_WORK INSTRUCTIONS_. Look below for lines that hold the string "steep" and copy each one.

_DATA SECTION_.
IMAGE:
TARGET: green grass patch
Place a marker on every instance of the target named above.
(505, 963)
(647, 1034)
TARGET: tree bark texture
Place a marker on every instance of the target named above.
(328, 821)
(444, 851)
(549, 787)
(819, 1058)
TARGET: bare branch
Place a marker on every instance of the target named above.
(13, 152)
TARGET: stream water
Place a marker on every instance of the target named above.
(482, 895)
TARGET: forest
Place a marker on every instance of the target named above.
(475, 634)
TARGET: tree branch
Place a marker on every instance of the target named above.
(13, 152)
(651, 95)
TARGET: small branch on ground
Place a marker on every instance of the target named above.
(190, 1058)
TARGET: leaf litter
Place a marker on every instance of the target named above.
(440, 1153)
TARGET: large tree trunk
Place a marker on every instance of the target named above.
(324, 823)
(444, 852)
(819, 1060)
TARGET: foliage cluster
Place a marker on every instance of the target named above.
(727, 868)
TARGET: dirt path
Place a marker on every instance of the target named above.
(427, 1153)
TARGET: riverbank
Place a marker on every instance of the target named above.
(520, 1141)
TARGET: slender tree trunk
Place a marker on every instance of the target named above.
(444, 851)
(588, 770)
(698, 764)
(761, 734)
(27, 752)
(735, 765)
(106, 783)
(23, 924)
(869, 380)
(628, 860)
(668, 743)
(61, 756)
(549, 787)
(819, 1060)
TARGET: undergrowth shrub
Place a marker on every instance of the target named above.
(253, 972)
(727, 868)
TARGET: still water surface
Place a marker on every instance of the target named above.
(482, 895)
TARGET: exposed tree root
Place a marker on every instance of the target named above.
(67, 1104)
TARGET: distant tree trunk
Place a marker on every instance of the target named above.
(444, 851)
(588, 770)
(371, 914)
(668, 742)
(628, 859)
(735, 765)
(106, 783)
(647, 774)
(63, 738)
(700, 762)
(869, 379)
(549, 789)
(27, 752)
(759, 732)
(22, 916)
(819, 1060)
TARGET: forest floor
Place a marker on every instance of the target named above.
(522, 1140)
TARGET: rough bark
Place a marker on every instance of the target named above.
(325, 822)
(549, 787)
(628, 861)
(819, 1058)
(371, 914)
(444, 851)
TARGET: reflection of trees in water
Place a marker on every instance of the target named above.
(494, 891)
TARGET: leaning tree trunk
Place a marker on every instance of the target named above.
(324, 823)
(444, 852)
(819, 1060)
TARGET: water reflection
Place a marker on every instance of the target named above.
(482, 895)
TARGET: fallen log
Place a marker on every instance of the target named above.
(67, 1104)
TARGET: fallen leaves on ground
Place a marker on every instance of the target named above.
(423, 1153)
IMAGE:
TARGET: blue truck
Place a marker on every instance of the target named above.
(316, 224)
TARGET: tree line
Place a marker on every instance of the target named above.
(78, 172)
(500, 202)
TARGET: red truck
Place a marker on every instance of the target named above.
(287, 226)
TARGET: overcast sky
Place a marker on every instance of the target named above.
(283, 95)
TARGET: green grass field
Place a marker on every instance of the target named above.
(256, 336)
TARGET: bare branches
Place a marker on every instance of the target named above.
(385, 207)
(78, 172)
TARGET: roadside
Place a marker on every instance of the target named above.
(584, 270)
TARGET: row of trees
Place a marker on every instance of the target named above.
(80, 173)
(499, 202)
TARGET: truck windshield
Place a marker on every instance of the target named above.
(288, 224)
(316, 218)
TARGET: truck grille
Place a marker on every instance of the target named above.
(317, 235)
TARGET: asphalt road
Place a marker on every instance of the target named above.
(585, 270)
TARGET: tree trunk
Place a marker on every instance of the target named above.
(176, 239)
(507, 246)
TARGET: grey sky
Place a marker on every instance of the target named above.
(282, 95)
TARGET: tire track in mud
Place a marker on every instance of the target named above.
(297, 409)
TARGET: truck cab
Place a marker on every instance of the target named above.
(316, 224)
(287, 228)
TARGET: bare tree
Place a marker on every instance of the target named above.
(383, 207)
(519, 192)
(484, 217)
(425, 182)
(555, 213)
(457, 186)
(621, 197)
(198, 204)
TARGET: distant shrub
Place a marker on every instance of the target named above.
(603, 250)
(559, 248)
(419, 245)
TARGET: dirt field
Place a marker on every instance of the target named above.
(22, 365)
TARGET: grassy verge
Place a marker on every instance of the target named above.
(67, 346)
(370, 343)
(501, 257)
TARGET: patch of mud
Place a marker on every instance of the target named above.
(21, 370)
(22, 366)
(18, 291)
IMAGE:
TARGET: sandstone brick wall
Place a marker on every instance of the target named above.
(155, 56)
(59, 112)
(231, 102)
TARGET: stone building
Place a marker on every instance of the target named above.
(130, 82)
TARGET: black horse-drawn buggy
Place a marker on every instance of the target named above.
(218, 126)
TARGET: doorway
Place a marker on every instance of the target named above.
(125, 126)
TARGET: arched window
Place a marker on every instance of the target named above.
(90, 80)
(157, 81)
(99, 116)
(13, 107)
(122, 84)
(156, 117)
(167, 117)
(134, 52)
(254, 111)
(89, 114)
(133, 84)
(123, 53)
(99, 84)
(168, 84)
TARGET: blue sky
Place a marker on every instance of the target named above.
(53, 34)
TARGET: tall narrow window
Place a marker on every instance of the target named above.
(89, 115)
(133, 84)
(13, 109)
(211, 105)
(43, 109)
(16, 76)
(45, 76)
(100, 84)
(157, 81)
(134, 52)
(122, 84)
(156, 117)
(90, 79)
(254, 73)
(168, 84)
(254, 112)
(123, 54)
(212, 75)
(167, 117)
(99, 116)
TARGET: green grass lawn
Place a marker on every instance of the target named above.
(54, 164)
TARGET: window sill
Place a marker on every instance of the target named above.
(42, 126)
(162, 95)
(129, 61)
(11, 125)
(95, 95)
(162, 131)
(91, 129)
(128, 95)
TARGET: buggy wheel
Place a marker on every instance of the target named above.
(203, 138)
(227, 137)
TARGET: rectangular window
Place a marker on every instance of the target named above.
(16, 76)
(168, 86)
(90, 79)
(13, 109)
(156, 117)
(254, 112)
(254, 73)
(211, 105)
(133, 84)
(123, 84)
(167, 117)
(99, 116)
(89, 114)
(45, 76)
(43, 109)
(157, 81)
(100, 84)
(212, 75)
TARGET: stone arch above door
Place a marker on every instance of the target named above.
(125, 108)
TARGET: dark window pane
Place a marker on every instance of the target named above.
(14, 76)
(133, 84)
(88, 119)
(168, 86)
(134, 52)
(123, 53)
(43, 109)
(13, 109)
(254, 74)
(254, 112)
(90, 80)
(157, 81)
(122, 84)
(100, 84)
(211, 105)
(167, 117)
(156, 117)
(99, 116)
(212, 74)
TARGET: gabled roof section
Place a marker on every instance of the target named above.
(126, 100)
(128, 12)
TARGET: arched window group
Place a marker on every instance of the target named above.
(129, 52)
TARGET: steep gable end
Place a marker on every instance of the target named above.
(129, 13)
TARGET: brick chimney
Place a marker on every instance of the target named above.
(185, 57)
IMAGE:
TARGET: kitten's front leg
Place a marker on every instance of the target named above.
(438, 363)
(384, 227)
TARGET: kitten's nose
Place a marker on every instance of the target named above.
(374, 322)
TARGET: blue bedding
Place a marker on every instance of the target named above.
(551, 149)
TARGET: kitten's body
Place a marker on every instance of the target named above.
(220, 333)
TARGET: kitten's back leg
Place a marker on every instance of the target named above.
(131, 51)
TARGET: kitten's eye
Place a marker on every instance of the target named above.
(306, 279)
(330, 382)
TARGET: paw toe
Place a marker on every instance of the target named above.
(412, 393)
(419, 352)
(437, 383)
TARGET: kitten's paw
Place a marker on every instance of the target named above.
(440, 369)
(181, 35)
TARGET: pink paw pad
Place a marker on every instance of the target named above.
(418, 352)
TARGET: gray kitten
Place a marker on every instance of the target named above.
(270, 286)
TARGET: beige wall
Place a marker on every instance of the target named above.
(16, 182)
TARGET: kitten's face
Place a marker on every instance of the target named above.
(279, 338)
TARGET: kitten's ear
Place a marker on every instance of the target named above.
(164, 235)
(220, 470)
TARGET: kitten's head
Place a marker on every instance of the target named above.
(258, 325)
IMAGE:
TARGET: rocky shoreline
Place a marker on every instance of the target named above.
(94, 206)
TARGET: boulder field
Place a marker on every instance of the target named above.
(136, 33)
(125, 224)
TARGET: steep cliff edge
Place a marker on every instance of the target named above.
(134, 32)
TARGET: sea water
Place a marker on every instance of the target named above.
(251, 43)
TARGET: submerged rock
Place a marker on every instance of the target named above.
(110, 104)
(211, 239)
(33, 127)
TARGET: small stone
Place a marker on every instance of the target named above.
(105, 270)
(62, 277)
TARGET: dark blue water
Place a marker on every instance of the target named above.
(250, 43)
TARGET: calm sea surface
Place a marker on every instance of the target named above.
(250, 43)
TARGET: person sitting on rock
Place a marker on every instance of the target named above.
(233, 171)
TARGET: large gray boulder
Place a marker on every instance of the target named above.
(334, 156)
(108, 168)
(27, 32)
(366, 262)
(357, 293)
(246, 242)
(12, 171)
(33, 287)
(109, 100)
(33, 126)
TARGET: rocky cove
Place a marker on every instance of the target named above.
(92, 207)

_ANSWER BOX_.
TARGET: steep gable end
TARGET: steep cliff edge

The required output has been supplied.